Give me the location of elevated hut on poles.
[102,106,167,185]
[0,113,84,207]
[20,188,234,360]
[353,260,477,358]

★ ★ ★ ★

Return every line of the records above that contains the string "Give". Uppercase and lowercase letters count as different.

▶ **RESULT FOR THIS TASK**:
Give me the location of elevated hut on poles.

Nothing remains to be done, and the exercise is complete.